## DIRECTIONS
Copy down every line of the data that follows exactly. Omit the pictures.

(Stored data entries)
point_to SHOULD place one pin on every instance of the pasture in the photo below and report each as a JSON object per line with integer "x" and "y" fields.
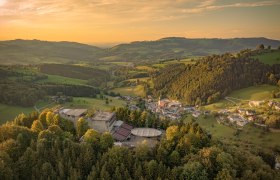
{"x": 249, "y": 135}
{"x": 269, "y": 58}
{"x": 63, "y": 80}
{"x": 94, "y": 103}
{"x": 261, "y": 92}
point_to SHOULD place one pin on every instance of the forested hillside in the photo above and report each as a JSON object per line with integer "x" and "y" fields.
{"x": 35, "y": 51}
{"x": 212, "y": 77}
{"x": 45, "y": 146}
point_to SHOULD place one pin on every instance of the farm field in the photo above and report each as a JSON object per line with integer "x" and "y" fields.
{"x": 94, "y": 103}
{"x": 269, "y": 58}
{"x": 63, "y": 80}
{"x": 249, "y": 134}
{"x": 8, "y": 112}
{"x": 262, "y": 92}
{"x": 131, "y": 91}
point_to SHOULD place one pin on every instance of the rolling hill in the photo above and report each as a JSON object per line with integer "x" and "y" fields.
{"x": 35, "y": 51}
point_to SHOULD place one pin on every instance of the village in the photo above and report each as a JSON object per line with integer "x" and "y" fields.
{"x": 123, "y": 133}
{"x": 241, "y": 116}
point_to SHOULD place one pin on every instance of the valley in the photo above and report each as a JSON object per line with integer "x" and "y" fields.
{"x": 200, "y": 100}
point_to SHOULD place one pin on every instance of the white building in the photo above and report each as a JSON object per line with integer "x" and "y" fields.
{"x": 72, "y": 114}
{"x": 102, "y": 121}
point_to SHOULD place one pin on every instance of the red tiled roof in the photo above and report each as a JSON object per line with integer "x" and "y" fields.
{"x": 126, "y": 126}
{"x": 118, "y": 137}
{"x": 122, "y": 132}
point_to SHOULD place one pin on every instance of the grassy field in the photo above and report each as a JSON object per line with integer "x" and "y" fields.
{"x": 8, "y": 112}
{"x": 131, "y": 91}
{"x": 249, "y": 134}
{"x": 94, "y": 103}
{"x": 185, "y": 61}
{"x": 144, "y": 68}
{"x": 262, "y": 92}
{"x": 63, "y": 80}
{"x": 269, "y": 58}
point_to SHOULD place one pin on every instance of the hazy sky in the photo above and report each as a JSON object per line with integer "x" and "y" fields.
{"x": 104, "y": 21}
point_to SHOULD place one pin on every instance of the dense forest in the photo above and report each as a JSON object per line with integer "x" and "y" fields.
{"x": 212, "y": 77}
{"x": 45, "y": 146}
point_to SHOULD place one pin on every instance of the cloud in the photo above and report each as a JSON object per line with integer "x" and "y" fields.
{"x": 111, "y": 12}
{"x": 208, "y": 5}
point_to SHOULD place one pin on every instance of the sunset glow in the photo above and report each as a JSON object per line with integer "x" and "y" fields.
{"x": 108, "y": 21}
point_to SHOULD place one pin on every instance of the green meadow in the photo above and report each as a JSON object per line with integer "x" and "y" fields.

## SOLUTION TO THE EXERCISE
point_to SHOULD place one pin on every instance of the pasture in the photo below and report each as a JSON object per line with integer "x" and "y" fields.
{"x": 249, "y": 135}
{"x": 269, "y": 58}
{"x": 63, "y": 80}
{"x": 94, "y": 103}
{"x": 261, "y": 92}
point_to SHOULD place one pin on every instance of the forested hillside in the photo above and report each as a JSON object per line with integer "x" and "y" fields.
{"x": 35, "y": 51}
{"x": 212, "y": 77}
{"x": 45, "y": 146}
point_to SHOULD place one pin on every instance of the farm field in the photo above and report each as a JSON object per line with integer "x" and "y" fields.
{"x": 94, "y": 103}
{"x": 269, "y": 58}
{"x": 63, "y": 80}
{"x": 249, "y": 134}
{"x": 8, "y": 112}
{"x": 262, "y": 92}
{"x": 131, "y": 91}
point_to SHOULD place one pin on every instance of the rolling hill in the photo above and report each as a JSON object per line with integer "x" and "y" fields.
{"x": 35, "y": 51}
point_to SHOULD place one pin on every instance of the village in the photo above and report each as a JSON object per line with integer "x" and "y" fields.
{"x": 123, "y": 133}
{"x": 241, "y": 116}
point_to SHOULD place one pin on every instance of the valley in the photo above and report each as a JSON object per line with integer "x" and "y" fields.
{"x": 200, "y": 100}
point_to SHOULD place one pin on every instance of the white building in the photo above and report each as a JSON object per line with integer "x" and "y" fields.
{"x": 72, "y": 114}
{"x": 102, "y": 121}
point_to SHOULD place one pin on every instance of the red tiled roof in the photo above and report each as a JSON object per line with integer "x" and "y" fields.
{"x": 126, "y": 126}
{"x": 118, "y": 137}
{"x": 122, "y": 132}
point_to SHOULD place one pin on every instance of the grassy field in the photo above and report each as a JSON object per line with integer "x" and "y" fields.
{"x": 8, "y": 112}
{"x": 131, "y": 91}
{"x": 249, "y": 134}
{"x": 94, "y": 103}
{"x": 185, "y": 61}
{"x": 144, "y": 68}
{"x": 262, "y": 92}
{"x": 63, "y": 80}
{"x": 269, "y": 58}
point_to SHOULD place one pin on every instance of the hazy sky in the photo above and report each as a JSON object per line with integer "x" and "y" fields.
{"x": 104, "y": 21}
point_to SHOULD place one pin on every instance of the dense forest in the photo above and report each as a JSON object per line with integer "x" and "y" fields.
{"x": 212, "y": 77}
{"x": 45, "y": 146}
point_to SHOULD place one pin on every instance of the cloud in the photo above and report each as a JSON object per line with integer "x" and "y" fields.
{"x": 111, "y": 12}
{"x": 208, "y": 5}
point_to SHOULD place one pin on every instance of the sunset glow in the photo above and report each as a JSON object per line with integer "x" and "y" fields.
{"x": 108, "y": 21}
point_to SHOULD place one pin on every instance of the green meadow in the photo above and report each as a JSON object per line with integer "x" and "y" fields.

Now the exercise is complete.